## start

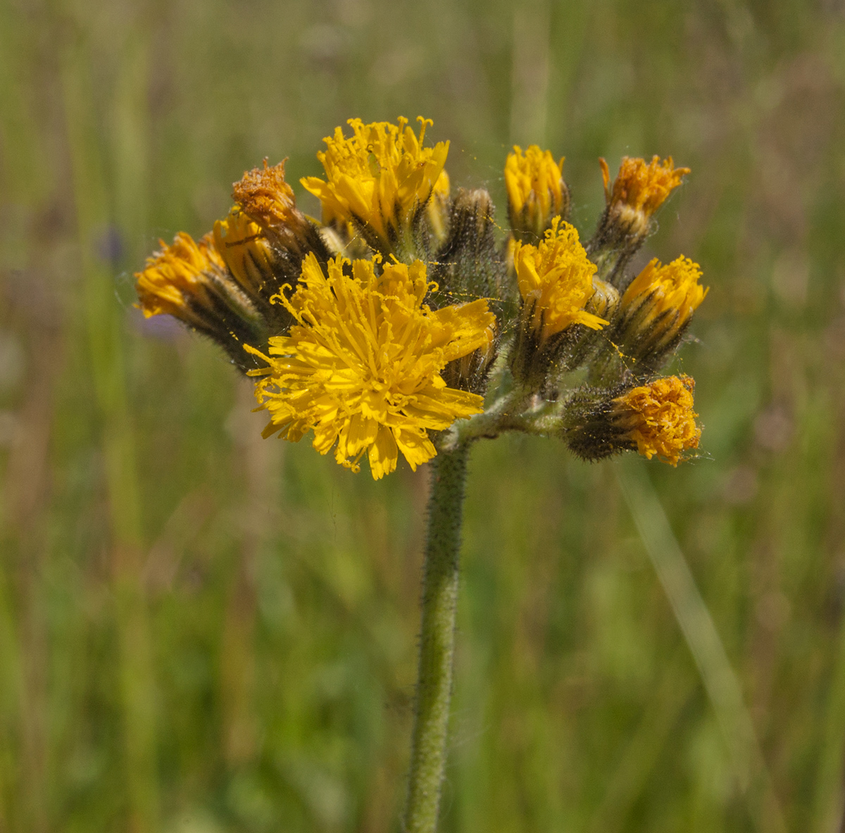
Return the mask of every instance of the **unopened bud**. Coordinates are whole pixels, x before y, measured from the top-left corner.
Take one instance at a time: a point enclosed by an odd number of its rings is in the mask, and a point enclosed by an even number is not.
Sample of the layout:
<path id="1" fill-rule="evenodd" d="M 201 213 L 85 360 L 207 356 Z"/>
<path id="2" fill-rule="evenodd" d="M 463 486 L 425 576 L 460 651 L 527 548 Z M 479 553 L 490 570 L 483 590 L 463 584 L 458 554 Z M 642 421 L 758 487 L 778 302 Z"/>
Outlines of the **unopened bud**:
<path id="1" fill-rule="evenodd" d="M 508 217 L 514 237 L 537 243 L 551 227 L 553 217 L 569 215 L 570 192 L 564 182 L 564 160 L 556 162 L 549 150 L 536 144 L 528 150 L 514 145 L 504 163 L 508 190 Z"/>
<path id="2" fill-rule="evenodd" d="M 226 272 L 211 236 L 198 243 L 181 232 L 172 245 L 163 240 L 160 244 L 161 250 L 135 273 L 138 306 L 144 317 L 172 315 L 216 341 L 242 370 L 254 367 L 243 345 L 266 340 L 265 322 Z"/>
<path id="3" fill-rule="evenodd" d="M 624 156 L 610 184 L 608 163 L 599 159 L 607 207 L 587 251 L 598 264 L 599 276 L 619 286 L 623 269 L 654 230 L 651 217 L 681 184 L 689 168 L 676 168 L 672 158 L 651 162 Z"/>

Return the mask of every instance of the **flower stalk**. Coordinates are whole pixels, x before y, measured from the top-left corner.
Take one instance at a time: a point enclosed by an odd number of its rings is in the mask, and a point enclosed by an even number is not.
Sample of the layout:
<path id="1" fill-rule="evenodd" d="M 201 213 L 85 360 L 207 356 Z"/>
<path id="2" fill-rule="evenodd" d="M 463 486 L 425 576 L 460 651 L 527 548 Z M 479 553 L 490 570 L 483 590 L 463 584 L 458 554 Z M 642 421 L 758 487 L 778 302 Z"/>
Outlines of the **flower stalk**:
<path id="1" fill-rule="evenodd" d="M 264 436 L 313 434 L 376 480 L 400 456 L 431 460 L 419 677 L 406 833 L 434 833 L 446 759 L 466 460 L 508 431 L 553 438 L 584 460 L 637 450 L 677 466 L 698 447 L 693 380 L 660 377 L 704 299 L 687 258 L 627 265 L 687 168 L 622 160 L 583 245 L 548 150 L 505 163 L 510 230 L 483 188 L 452 193 L 448 142 L 400 118 L 350 119 L 301 183 L 322 220 L 296 206 L 284 162 L 247 172 L 214 232 L 177 236 L 137 273 L 146 316 L 208 335 L 268 412 Z M 578 375 L 574 375 L 578 373 Z"/>
<path id="2" fill-rule="evenodd" d="M 414 705 L 405 833 L 434 833 L 446 764 L 452 696 L 455 615 L 469 445 L 431 464 L 428 531 L 422 573 L 419 673 Z"/>

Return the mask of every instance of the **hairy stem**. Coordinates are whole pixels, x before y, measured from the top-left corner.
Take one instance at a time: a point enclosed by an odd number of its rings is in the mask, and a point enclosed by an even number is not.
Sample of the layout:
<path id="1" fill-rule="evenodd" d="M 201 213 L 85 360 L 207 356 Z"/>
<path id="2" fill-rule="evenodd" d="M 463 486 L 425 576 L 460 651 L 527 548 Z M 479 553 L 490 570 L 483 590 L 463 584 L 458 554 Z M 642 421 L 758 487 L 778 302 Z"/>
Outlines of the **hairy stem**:
<path id="1" fill-rule="evenodd" d="M 446 762 L 452 695 L 461 525 L 469 446 L 432 463 L 428 537 L 422 574 L 422 623 L 405 833 L 434 833 Z"/>

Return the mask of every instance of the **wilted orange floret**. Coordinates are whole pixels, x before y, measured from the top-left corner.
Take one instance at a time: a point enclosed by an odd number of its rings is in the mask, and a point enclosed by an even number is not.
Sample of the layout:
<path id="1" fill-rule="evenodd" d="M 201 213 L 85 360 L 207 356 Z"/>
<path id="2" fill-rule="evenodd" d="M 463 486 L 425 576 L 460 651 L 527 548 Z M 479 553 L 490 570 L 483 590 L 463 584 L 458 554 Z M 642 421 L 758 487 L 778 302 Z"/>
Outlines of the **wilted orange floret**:
<path id="1" fill-rule="evenodd" d="M 690 173 L 690 168 L 676 168 L 671 156 L 662 161 L 659 156 L 652 156 L 647 164 L 644 159 L 623 156 L 611 189 L 608 163 L 599 159 L 598 164 L 602 166 L 604 193 L 611 209 L 628 206 L 646 216 L 654 214 L 681 184 L 684 174 Z"/>
<path id="2" fill-rule="evenodd" d="M 207 278 L 204 272 L 223 269 L 223 261 L 214 248 L 211 235 L 199 242 L 180 231 L 168 246 L 159 241 L 161 248 L 147 258 L 143 271 L 135 273 L 138 300 L 145 318 L 173 315 L 194 324 L 194 313 L 186 301 L 189 298 L 205 306 L 208 303 Z"/>
<path id="3" fill-rule="evenodd" d="M 299 222 L 293 189 L 285 182 L 284 161 L 269 167 L 265 159 L 263 168 L 248 171 L 235 182 L 232 196 L 244 214 L 265 227 Z"/>
<path id="4" fill-rule="evenodd" d="M 691 377 L 668 376 L 614 400 L 617 420 L 640 454 L 677 466 L 684 451 L 698 448 L 701 429 L 692 410 L 695 389 Z"/>

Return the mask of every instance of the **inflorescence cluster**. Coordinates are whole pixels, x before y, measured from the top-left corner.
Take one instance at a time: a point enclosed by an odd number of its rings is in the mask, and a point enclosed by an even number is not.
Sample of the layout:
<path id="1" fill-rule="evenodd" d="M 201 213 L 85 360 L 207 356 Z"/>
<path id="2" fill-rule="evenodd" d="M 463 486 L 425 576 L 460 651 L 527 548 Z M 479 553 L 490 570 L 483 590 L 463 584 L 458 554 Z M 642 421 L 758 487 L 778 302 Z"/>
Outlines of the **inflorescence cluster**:
<path id="1" fill-rule="evenodd" d="M 508 155 L 510 230 L 483 188 L 450 189 L 448 142 L 351 119 L 317 156 L 297 208 L 284 162 L 234 184 L 199 242 L 179 233 L 136 275 L 145 316 L 166 313 L 256 378 L 264 436 L 373 476 L 506 430 L 556 436 L 585 460 L 625 449 L 677 465 L 697 448 L 694 382 L 658 375 L 706 290 L 698 265 L 630 262 L 687 168 L 625 157 L 584 246 L 567 218 L 564 160 Z M 485 407 L 486 403 L 486 407 Z"/>

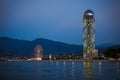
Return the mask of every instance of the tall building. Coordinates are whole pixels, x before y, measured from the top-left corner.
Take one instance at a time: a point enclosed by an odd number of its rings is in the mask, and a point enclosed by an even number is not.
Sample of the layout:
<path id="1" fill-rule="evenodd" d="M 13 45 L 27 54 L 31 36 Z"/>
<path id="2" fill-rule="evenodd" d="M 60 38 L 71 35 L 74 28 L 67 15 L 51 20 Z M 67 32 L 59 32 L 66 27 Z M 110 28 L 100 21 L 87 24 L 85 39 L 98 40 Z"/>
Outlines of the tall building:
<path id="1" fill-rule="evenodd" d="M 43 49 L 40 45 L 36 45 L 36 47 L 34 49 L 34 53 L 35 53 L 36 60 L 42 60 Z"/>
<path id="2" fill-rule="evenodd" d="M 94 57 L 95 50 L 95 28 L 94 28 L 94 13 L 91 10 L 87 10 L 83 17 L 84 22 L 84 42 L 83 42 L 83 58 L 92 59 Z"/>

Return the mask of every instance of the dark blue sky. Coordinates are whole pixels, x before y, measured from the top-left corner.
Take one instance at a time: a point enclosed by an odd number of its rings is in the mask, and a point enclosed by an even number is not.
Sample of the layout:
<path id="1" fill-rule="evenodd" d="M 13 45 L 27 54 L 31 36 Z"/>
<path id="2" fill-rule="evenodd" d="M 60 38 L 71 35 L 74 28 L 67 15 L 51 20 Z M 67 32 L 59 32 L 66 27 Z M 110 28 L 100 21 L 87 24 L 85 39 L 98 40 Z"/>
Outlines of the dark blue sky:
<path id="1" fill-rule="evenodd" d="M 120 44 L 120 0 L 0 0 L 0 36 L 83 42 L 83 14 L 95 13 L 96 43 Z"/>

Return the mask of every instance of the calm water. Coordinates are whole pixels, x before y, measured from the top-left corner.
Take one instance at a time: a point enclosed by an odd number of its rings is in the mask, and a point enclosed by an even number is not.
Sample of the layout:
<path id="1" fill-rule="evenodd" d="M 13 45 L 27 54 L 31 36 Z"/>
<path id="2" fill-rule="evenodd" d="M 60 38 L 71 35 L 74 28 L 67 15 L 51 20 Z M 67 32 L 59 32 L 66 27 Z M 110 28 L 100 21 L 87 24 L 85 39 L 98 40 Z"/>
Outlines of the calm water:
<path id="1" fill-rule="evenodd" d="M 0 80 L 120 80 L 120 62 L 0 62 Z"/>

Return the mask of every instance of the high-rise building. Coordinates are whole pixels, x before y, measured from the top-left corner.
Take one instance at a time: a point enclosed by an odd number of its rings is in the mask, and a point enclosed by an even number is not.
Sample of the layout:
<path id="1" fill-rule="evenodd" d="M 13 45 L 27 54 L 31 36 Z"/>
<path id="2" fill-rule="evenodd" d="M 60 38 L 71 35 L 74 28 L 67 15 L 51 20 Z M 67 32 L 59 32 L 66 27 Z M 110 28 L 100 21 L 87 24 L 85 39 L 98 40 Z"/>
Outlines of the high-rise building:
<path id="1" fill-rule="evenodd" d="M 87 10 L 83 17 L 84 22 L 84 42 L 83 42 L 83 58 L 92 59 L 94 57 L 95 50 L 95 28 L 94 28 L 94 13 L 91 10 Z"/>
<path id="2" fill-rule="evenodd" d="M 35 53 L 36 60 L 42 60 L 43 49 L 40 45 L 36 45 L 36 47 L 34 49 L 34 53 Z"/>

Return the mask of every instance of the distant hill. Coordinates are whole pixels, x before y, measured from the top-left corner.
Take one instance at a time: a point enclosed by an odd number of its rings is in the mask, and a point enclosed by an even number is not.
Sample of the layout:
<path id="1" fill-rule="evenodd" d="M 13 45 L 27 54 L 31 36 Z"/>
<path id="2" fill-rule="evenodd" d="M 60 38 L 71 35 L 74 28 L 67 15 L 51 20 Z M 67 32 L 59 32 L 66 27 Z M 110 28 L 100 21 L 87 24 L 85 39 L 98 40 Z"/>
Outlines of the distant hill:
<path id="1" fill-rule="evenodd" d="M 82 54 L 83 49 L 81 45 L 71 45 L 63 42 L 52 41 L 43 38 L 37 38 L 33 41 L 27 40 L 18 40 L 12 39 L 8 37 L 0 37 L 0 57 L 1 56 L 34 56 L 34 48 L 36 45 L 41 45 L 43 48 L 44 55 L 48 54 L 70 54 L 70 53 L 78 53 Z M 96 48 L 100 51 L 100 53 L 104 52 L 106 48 L 117 46 L 114 44 L 101 44 L 97 45 Z"/>

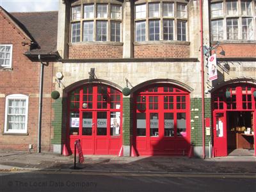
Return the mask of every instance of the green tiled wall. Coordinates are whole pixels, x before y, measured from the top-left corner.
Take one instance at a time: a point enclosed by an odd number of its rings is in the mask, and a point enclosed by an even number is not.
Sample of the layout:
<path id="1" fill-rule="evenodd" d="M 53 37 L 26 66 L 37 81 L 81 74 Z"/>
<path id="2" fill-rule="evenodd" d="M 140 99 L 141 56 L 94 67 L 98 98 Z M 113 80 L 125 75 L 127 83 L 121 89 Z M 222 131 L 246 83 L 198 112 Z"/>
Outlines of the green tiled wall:
<path id="1" fill-rule="evenodd" d="M 191 143 L 195 146 L 202 146 L 202 98 L 190 99 L 190 116 L 191 116 Z M 211 116 L 211 99 L 205 99 L 205 118 Z M 211 136 L 206 136 L 205 131 L 205 143 L 211 141 L 212 127 L 210 124 Z"/>

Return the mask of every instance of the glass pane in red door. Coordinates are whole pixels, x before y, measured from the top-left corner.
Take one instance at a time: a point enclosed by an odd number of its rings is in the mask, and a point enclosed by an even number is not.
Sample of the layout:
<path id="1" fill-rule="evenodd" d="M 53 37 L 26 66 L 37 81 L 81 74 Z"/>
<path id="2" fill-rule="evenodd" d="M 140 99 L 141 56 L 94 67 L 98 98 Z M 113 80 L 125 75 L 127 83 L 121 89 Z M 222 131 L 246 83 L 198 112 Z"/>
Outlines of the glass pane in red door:
<path id="1" fill-rule="evenodd" d="M 83 135 L 92 134 L 92 112 L 83 112 Z"/>
<path id="2" fill-rule="evenodd" d="M 164 113 L 164 136 L 174 136 L 174 120 L 173 113 Z"/>
<path id="3" fill-rule="evenodd" d="M 150 136 L 159 136 L 158 113 L 150 113 Z"/>
<path id="4" fill-rule="evenodd" d="M 97 112 L 97 135 L 107 135 L 107 112 Z"/>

## end

Swap "flower stalk" for "flower stem" in the listing lines between the line holding "Return the mask of every instance of the **flower" and the line holding "414 705 L 405", inclusive. Give only those lines again, with nothing else altered.

Output of the task
Return the mask of every instance of the **flower stem**. Coordinates are whole pixels, x before y, measured from the top-left corner.
Take one instance at a time: a point enclosed by an odd number of its rings is in the mask, and a point enclosed by an even number is not.
Sample of the layout:
<path id="1" fill-rule="evenodd" d="M 201 213 L 85 360 L 207 356 Z"/>
<path id="2" fill-rule="evenodd" d="M 463 486 L 425 576 L 460 651 L 527 548 Z M 479 553 L 490 570 L 483 590 L 463 584 L 458 554 Z M 642 421 L 758 487 L 778 302 Z"/>
Outlines of the **flower stem**:
<path id="1" fill-rule="evenodd" d="M 264 436 L 313 434 L 376 480 L 400 456 L 431 460 L 419 677 L 406 833 L 434 833 L 446 759 L 466 460 L 508 431 L 553 438 L 584 460 L 637 450 L 677 466 L 698 447 L 693 380 L 660 377 L 704 299 L 687 258 L 627 265 L 687 168 L 622 160 L 583 245 L 548 150 L 505 163 L 510 230 L 483 188 L 452 193 L 448 142 L 400 118 L 350 119 L 301 183 L 322 220 L 296 206 L 284 162 L 247 172 L 214 232 L 177 236 L 137 273 L 146 316 L 208 335 L 268 412 Z M 578 375 L 574 375 L 578 373 Z"/>
<path id="2" fill-rule="evenodd" d="M 414 705 L 405 833 L 434 833 L 446 764 L 452 696 L 455 615 L 469 445 L 431 464 L 428 531 L 422 573 L 419 673 Z"/>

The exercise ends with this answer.